** Exercise objective **
Turn the part of the material below that opens with the line containing "For practice, label the green trim" and closes with the line containing "(1262, 475)" into a JSON list of strings, one string per line, blank lines left out. Include only those lines.

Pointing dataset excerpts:
###

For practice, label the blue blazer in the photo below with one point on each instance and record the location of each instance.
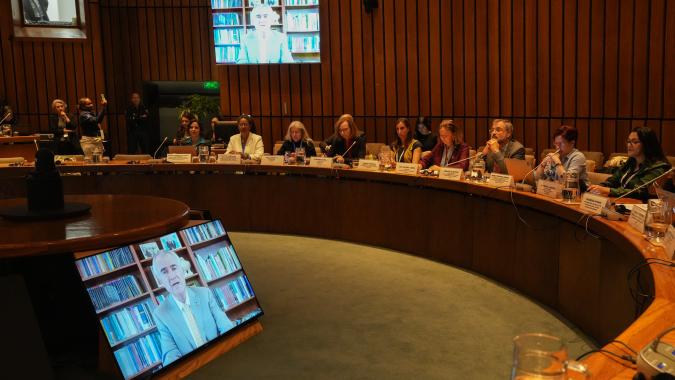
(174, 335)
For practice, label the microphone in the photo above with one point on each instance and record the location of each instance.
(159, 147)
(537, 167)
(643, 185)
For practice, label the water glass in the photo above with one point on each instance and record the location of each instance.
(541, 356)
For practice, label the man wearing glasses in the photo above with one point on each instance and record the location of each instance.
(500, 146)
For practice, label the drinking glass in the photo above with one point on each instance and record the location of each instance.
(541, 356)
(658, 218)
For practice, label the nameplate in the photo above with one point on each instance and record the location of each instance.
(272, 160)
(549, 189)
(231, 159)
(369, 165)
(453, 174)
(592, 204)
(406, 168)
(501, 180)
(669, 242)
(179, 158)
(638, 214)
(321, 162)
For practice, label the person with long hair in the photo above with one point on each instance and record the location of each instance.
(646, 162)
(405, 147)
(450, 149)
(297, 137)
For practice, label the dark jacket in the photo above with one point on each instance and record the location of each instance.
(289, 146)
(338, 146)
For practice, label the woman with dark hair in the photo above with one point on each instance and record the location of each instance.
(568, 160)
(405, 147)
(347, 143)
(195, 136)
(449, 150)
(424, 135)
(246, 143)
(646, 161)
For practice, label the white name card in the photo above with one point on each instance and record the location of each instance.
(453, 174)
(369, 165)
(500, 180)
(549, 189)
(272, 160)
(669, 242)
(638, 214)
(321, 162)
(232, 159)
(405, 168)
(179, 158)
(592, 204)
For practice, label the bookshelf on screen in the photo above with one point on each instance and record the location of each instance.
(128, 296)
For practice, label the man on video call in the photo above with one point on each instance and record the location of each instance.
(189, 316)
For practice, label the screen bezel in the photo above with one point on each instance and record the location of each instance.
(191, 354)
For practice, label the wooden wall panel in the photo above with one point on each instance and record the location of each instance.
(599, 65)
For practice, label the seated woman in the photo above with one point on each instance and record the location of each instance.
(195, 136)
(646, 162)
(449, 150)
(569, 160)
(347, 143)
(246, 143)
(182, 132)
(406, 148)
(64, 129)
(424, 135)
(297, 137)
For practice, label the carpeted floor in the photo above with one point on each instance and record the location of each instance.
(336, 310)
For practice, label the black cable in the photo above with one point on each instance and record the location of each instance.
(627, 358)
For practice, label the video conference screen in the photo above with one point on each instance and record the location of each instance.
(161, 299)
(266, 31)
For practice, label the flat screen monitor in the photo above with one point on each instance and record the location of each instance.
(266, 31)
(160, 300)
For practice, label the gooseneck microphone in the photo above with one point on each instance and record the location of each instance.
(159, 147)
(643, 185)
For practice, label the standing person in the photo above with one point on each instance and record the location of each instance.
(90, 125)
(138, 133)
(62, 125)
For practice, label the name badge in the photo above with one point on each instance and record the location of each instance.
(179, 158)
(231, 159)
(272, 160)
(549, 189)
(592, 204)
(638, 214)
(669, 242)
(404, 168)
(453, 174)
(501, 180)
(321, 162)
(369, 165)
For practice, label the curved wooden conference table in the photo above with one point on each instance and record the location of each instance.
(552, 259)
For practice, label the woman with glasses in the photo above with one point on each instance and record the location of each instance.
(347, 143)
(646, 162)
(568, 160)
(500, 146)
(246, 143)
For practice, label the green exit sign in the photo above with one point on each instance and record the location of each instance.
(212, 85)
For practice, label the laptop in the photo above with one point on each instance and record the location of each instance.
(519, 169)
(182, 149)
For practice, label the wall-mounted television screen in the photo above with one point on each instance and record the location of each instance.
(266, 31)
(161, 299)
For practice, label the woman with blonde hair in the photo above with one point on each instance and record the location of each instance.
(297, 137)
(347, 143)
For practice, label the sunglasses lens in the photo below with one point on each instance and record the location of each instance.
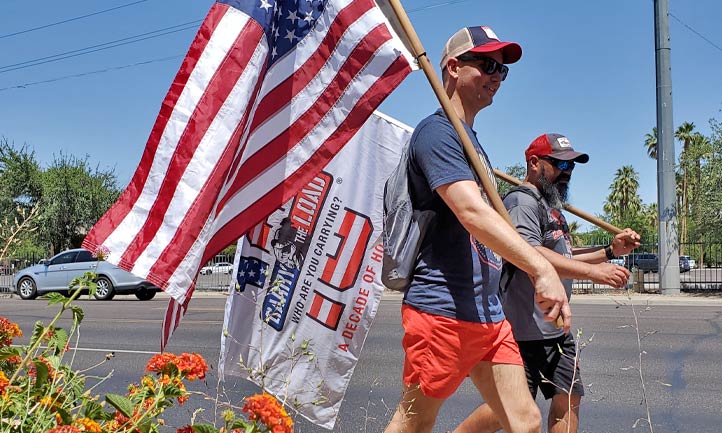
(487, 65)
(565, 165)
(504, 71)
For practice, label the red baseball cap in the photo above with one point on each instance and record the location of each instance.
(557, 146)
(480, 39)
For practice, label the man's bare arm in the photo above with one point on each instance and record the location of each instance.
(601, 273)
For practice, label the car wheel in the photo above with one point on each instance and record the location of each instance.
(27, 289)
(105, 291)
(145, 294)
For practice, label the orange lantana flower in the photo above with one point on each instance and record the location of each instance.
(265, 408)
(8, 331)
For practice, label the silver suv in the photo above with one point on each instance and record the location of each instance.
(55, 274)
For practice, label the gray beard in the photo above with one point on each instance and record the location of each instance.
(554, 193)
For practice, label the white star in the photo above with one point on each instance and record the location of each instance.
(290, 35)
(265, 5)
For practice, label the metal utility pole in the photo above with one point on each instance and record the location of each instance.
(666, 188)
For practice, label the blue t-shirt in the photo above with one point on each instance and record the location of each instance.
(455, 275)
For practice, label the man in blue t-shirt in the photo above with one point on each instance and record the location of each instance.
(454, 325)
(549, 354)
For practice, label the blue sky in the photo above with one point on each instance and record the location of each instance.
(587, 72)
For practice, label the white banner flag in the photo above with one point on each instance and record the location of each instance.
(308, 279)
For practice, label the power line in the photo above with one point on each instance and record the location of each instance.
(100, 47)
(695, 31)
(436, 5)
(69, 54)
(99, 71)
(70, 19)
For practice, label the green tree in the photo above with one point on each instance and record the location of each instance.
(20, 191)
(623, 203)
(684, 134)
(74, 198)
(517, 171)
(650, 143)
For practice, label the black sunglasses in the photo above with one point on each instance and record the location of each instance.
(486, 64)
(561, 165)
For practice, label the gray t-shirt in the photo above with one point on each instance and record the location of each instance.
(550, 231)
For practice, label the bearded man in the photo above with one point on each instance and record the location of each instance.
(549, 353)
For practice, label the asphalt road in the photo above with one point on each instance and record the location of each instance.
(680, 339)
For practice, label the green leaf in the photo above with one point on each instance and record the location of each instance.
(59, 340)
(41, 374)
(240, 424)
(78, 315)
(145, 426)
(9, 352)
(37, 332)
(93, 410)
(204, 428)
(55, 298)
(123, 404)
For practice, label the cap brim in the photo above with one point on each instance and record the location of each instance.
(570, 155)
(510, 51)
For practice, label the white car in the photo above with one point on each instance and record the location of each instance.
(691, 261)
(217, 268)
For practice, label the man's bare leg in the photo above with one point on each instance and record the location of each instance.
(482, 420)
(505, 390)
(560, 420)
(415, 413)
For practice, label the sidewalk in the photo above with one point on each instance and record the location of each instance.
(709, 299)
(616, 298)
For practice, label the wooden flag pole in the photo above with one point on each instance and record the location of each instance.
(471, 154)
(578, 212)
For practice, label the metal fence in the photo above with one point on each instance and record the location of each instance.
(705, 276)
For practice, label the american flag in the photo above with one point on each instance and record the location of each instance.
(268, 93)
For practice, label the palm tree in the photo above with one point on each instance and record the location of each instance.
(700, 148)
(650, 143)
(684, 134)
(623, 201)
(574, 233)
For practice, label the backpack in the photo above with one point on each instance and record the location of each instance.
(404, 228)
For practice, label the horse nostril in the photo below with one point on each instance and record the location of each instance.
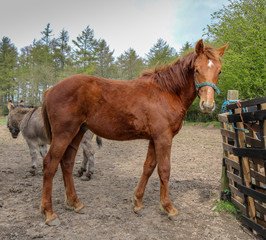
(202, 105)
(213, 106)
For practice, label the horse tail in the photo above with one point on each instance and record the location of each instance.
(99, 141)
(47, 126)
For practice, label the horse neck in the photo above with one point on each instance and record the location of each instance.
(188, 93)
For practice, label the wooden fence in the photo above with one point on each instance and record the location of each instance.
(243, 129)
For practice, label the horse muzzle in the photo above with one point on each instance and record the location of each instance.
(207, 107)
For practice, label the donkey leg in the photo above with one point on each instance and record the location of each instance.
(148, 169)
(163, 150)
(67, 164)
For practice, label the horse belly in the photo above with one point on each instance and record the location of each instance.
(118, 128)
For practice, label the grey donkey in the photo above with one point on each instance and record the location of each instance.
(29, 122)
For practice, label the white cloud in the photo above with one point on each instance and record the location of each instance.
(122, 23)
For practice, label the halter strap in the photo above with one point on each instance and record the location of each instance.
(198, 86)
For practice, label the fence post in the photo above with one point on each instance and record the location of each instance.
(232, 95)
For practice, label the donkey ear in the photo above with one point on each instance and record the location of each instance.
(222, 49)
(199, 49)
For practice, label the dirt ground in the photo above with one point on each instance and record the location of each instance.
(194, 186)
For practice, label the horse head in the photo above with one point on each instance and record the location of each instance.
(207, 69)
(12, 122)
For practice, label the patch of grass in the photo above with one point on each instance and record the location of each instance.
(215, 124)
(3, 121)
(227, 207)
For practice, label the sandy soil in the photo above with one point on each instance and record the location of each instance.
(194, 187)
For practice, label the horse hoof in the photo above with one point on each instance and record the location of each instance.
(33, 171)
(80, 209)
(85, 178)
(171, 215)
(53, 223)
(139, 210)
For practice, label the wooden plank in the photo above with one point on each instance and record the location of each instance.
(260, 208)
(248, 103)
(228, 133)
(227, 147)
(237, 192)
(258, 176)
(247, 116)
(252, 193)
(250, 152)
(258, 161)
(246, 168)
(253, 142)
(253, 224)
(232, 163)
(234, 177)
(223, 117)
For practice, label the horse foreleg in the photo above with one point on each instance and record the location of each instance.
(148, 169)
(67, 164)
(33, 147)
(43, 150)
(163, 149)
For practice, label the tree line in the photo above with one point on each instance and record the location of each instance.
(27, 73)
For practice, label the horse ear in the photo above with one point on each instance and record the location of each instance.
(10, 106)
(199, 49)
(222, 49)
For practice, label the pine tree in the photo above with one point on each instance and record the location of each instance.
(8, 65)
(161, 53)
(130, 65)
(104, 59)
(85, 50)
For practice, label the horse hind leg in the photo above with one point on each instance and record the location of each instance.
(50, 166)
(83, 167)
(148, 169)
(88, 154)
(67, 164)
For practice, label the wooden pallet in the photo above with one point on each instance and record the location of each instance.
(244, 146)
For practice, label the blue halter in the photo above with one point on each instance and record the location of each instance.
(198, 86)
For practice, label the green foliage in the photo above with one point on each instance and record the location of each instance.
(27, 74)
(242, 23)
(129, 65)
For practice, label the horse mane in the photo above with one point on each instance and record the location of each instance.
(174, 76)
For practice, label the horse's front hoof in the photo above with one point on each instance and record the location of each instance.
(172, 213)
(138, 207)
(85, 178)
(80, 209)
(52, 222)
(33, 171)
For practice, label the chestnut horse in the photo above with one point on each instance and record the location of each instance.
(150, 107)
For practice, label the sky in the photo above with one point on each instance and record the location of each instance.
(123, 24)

###

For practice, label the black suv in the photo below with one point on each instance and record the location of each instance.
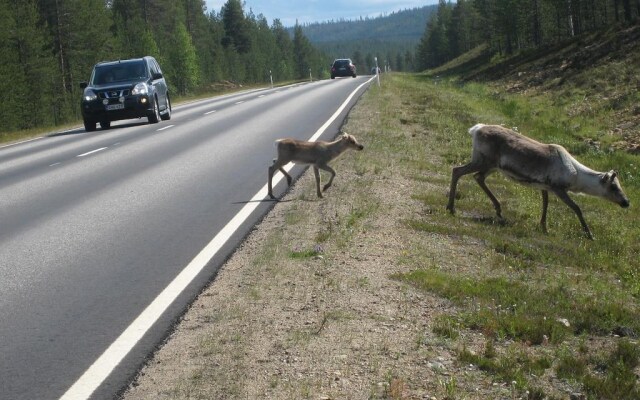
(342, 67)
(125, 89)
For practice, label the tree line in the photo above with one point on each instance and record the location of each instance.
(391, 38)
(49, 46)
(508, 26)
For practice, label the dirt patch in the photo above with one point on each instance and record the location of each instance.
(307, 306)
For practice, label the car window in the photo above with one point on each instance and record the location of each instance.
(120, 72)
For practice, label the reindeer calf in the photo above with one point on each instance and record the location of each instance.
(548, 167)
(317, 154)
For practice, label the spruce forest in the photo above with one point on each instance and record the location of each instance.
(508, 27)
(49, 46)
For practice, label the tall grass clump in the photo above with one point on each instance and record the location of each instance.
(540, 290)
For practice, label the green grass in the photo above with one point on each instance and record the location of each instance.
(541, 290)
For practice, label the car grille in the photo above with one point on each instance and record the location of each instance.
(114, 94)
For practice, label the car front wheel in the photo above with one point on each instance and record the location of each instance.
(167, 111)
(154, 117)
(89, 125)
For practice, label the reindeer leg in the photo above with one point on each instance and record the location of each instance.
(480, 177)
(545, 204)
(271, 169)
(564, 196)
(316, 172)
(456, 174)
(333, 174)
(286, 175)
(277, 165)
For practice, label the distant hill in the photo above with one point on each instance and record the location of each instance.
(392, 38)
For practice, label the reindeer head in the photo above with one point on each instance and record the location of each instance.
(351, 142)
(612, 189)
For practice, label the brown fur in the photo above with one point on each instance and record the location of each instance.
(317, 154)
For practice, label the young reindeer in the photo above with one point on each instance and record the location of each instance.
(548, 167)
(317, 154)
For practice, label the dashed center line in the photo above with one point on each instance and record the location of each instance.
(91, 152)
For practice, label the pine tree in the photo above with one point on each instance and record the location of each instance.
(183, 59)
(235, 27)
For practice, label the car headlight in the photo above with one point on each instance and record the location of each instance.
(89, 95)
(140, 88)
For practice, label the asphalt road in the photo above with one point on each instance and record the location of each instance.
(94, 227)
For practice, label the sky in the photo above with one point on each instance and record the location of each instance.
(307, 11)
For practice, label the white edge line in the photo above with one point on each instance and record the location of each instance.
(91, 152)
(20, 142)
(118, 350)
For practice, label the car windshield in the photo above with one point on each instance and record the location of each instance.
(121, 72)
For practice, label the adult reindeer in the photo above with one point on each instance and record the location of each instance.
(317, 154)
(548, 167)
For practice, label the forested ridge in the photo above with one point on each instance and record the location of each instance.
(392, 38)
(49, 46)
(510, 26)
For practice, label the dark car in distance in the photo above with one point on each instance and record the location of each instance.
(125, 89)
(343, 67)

###

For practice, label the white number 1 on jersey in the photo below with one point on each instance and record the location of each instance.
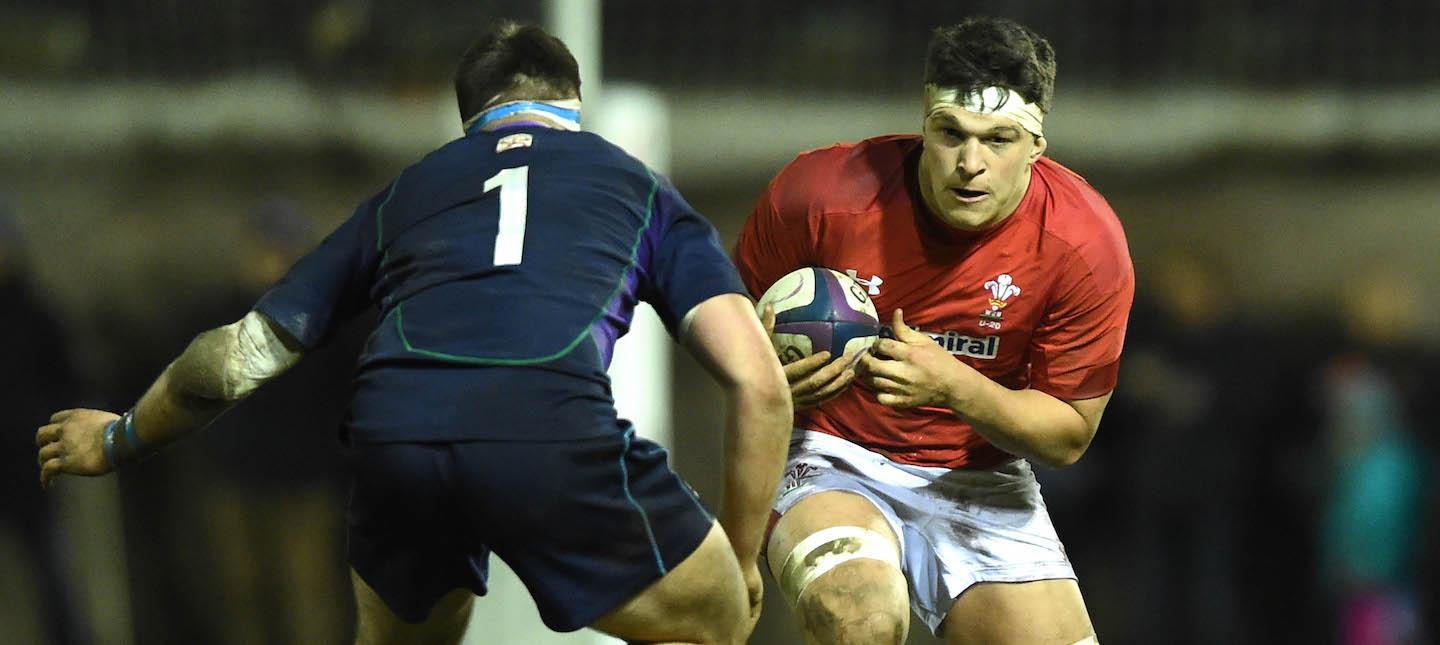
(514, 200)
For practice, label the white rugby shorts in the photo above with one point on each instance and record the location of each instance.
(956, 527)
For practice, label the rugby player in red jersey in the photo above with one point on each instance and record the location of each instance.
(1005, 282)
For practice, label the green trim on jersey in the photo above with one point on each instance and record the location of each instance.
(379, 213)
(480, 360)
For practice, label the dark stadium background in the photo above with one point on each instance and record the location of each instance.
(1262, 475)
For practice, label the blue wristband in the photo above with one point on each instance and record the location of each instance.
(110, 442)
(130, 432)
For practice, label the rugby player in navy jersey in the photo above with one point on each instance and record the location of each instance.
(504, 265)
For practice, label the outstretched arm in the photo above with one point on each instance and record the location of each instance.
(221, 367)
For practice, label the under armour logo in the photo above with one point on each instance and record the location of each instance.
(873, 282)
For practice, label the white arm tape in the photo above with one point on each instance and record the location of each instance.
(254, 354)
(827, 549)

###

** Solution for this exercise **
[
  "For practice, label the green trim on jersey in the photo above with one point on each instance and record the location of each instance.",
  "(379, 213)",
  "(480, 360)",
  "For practice, label the dark stadium background in the photo above with one point on each instance and record the location of each instance.",
  "(1262, 475)"
]